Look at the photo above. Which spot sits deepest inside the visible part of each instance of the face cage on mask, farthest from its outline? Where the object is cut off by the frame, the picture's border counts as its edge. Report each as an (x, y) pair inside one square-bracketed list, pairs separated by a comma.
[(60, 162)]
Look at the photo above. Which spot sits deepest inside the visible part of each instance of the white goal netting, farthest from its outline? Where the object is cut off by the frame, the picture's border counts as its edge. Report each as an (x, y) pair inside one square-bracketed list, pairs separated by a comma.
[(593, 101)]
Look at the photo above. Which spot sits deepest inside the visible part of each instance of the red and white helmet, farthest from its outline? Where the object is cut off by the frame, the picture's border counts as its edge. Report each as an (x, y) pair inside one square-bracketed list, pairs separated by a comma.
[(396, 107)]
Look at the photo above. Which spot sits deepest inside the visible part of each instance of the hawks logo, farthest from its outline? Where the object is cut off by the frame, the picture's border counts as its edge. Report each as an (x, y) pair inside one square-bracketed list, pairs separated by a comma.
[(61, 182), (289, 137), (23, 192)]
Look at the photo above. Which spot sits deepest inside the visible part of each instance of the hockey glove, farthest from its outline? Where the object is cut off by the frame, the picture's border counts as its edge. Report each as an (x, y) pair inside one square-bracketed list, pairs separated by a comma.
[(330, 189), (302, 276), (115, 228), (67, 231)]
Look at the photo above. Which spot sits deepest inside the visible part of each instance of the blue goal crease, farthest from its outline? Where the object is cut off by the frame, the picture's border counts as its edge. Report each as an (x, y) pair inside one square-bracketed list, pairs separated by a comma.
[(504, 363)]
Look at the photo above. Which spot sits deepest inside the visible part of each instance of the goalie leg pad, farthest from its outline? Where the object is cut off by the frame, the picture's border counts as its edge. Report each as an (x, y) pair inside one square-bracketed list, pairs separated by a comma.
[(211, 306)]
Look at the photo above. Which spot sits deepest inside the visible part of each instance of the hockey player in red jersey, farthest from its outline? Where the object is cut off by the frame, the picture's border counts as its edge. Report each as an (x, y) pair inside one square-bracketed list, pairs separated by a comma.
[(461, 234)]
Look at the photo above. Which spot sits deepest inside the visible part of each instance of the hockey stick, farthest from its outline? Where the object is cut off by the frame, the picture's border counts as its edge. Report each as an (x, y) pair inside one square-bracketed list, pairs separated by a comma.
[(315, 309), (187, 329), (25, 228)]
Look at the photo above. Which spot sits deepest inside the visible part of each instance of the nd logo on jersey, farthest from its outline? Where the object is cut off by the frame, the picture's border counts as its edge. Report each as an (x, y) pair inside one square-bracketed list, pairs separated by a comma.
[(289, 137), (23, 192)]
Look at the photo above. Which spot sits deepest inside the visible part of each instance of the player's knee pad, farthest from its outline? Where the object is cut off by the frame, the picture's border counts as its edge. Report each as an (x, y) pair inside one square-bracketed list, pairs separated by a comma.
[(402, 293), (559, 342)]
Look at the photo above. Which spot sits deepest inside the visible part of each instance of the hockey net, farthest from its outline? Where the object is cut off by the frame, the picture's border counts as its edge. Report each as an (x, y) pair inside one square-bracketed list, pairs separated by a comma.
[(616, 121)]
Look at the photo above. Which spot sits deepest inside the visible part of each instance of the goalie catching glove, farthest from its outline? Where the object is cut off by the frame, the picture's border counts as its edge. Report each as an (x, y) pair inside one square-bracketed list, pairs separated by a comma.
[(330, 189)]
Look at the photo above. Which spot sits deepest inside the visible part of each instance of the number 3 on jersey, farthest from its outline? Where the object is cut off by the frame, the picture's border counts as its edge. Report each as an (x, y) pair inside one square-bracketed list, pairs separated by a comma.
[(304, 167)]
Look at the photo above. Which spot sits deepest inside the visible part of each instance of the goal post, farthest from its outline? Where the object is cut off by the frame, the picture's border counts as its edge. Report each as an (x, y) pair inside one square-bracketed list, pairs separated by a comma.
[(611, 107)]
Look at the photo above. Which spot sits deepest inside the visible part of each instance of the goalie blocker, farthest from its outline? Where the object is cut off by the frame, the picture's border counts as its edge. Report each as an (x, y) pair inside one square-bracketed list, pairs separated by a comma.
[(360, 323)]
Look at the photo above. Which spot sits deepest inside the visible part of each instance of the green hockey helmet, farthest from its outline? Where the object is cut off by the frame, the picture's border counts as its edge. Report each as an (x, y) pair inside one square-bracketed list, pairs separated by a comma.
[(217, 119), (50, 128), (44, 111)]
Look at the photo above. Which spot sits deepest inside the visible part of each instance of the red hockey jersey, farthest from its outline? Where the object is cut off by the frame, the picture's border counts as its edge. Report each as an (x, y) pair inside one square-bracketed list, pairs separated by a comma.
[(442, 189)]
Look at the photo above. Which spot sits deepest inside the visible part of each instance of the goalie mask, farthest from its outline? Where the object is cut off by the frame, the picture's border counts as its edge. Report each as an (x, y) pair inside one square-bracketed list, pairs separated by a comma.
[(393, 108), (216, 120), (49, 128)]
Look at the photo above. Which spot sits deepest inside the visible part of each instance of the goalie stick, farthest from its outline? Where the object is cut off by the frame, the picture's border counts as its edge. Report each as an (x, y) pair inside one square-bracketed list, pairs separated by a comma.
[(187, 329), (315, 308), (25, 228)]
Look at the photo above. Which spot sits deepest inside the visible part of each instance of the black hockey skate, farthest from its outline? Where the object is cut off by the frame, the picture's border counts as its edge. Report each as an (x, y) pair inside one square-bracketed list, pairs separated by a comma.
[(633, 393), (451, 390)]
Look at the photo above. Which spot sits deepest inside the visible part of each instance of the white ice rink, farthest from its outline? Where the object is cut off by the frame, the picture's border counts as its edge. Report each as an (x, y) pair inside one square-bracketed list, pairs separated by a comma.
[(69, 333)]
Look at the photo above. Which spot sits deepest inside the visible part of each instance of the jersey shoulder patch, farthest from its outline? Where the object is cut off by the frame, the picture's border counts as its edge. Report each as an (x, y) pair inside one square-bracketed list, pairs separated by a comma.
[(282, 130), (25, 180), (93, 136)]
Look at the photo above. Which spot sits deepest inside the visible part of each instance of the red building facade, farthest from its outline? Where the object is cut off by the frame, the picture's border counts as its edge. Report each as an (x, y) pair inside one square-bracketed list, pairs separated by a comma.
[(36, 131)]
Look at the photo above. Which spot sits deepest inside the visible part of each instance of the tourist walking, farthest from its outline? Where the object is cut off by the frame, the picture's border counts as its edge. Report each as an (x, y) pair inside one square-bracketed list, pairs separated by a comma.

_EXERCISE:_ With nothing left out, return each entry exactly.

_FINAL ANSWER:_
Look at the photo above. Which spot sits deepest inside the visible part of each instance of the face cage on mask, farthest from its outline? Where the object is cut off by the frame, the picture's border counts as its edge. Report each as an (x, y) pair inside one square-bracketed list, pairs separated by a comma.
[(60, 162)]
Look at the photo above. Which spot sits deepest inside the visible part of each instance of the white goal netting, farthest from its outline? Where the object is cut off by the frame, the picture's border counts as its edge. Report each as an (x, y) pair inside one square-bracketed list, pairs separated by a comma.
[(593, 101)]
Look at the photo above. Which spot sits deepest inside the visible part of each instance of the red and white helmet, farthest from its outline? Where the object is cut off by the frame, the picture's border counts as its edge. Report each as an (x, y) pair inside one square-bracketed list, pairs separated by a comma.
[(396, 107)]
Look at the photo above. Which spot sits deepest inside the visible part of each instance of the hawks logo, farthest from its outline? Where the object is cut off by the frame, the picture's border counts as its edge. Report each as an (x, y) pair inside one square-bracketed list, pairs separated by a comma.
[(61, 182), (289, 137), (23, 192)]
Look at the photo above. Which spot sits deepest inside the visible part of each instance of the hockey glove, farthest from its outline? Where the object is cut off by the frame, the picture's border counts as its edge. Report each as an (x, y) pair inside one square-bracketed list, pairs separated by a comma.
[(330, 189), (302, 276), (115, 228), (67, 231)]
Look at the photo above. Which spot sits deepest inside the visible part of each instance of the blue goal crease, farthest from its outline? Where the object is cut off by the frame, the picture's border counts as its edge. Report each as an (x, y) pair inside one square-bracketed list, pairs separated by a comma.
[(504, 363)]
Look at the photo above. Which spot sits deepest inside the visible part of each instance of the goalie leg pad, farthest from its outline? Where the object is cut off by the frame, the picture's border counts as its edge. Report each as an (x, y) pair inside one square-bracketed list, pairs separated by a comma.
[(211, 306)]
Look at the photo above. Which spot sits deepest inside the visible part of each instance of the hockey player in red jersey, farthest from its outline? Where the object is cut off by the frame, the picture's border counts as its edge. Report each as an (x, y) pair inside one square-bracketed list, pairs separated by a comma.
[(461, 234)]
Look at the photo above. Which spot sits deepest inside the visible part of each instance of the hockey stick, farthest from its outline? Where the object is cut off by the frame, the picture's border counts as its edge. Report each as an (x, y) pair inside one square-bracketed list, pairs separated by a comma.
[(315, 309), (187, 329), (25, 228)]
Look at the photo above. Which spot sits deepest inside the visible part of each instance of the nd logo on jersey, farthest from its outline? Where the object is cut off by the frame, the picture's border counts as its edge. Report each as an (x, y) pair inside one square-bracketed list, pairs separated by a comma.
[(289, 137), (23, 192)]
Look at the photo above. Which spot sits deepest inside the visible part of each instance of the player's knee pad, farthest from its outline? Where the object is cut off by the frame, the picture's border counts as its edge. Report each as an (x, y) pair inside one square-bracketed list, pairs separated by a comma.
[(402, 293), (559, 342)]
Look at the photo above. Which spot sits deepest inside the visible part of each instance of the hockey net, farthest from its outline? Where the object is cut off by the frame, the picture's border counts as its edge. Report each as an (x, y) pair inside one square-bracketed list, pairs separated by a comma.
[(616, 121)]
Look at the photo above. Which spot sits deepest inside the visible part of each instance of the goalie catching glove, farthest from its outline? Where the object is cut off by the frame, the picture's border counts as its edge. Report each as an (x, y) pair inside one square-bracketed list, pairs separated by a comma.
[(330, 189)]
Look at the photo above. Which spot sits deepest inside the visible part of each instance of the number 3 on jersey, farthest from its outline? Where the object is cut off by the frame, the picture's border counts as its edge. Report each as an (x, y) pair inside one square-bracketed list, pairs separated by a comma.
[(304, 167)]
Look at the photo above. Which spot sits deepest inside the visible part of each instance of the goal post, farthest from its outline? Where the object is cut off by the frame, the picture's border counts as its edge. Report each as an (x, y) pair inside one square-bracketed list, pairs separated by a comma.
[(611, 107)]
Look at the photo above. Which spot sits deepest inside the visible part of each instance of the goalie blocker, farthest from its outline? Where the object is cut off by the frame, the picture's border counts as its edge. Report each as an (x, y) pair inside one square-bracketed list, pairs separated by a comma.
[(360, 323)]
Look at the photo above. Which spot sits deepest inside the visible part of each instance of the green hockey helmet, farthest from its outline? Where the object is cut off by the frame, the picture's border counts as its edge. Report each as an (x, y) pair inside one square-bracketed list, pairs separated by a comma.
[(217, 119), (50, 128), (44, 111)]
Look at the photo above. Which spot sits deepest inside the visible part of each instance of the red hockey jersey, farthest from its outline? Where the object is cut off by the frame, the picture's border counts as its edge. Report each as an (x, y) pair inside one square-bracketed list, pairs separated by a comma.
[(442, 189)]
Look at the photo above. Which spot sits deepest inside the visible part of each instance of the goalie mask, farthest from its outline? Where the object is cut off by the frame, the picture's border counts as its edge. Report each as an (x, y) pair inside one square-bracketed list, pairs separated by a comma.
[(393, 108), (216, 120), (49, 128)]
Look at the photo above. Which spot sits deepest inside the visible part of each instance of the goalie stick, farthest from its outline? Where the object is cut off by the frame, the picture's border counts as its edge. Report each as an (x, y) pair inside one square-bracketed list, pairs separated by a comma.
[(187, 329), (315, 308), (25, 228)]
Look at the photo above. Which spot sits deepest inside the visible part of each instance of the black hockey skate, farthest from its outline? Where the object is cut off by the frame, the picture's border counts as its edge. Report each as an (x, y) pair inside one square-bracketed list, pairs separated by a comma.
[(633, 393), (451, 390)]
Look at the photo above. Which spot sits deepest inside the visible part of each instance of the white ice rink, farthest from its outline? Where the object is cut off by the frame, the picture's border counts as its edge. Report each as an (x, y) pair inside one square-bracketed list, pairs separated by a comma.
[(69, 333)]
Look at the photo above. Which spot sits deepest inside the visible part of each instance of the jersey shoulder patch, farthest from its outline? Where the object is cut off by the frame, the picture's border counts as its edge. Report each as an (x, y) pair inside one square-bracketed list, pairs separated by a comma.
[(282, 130), (25, 180), (93, 136)]
Look at the photo above. Which spot sits deepest inside the visible part of each instance of the red building facade, farthest from its outline? Where the object is cut off by the frame, the picture's border counts as its edge. Report each as an (x, y) pair inside one square-bracketed list, pairs separated by a comma.
[(36, 131)]
Look at the photo above. Which spot sits deepest inside the visible part of each instance of the tourist walking, farthest from its outline? Where the object is cut off by the frame, the picture's border counts as its edge. Report each as an (x, y) pair inside one square-bracketed list, pairs separated by a comma.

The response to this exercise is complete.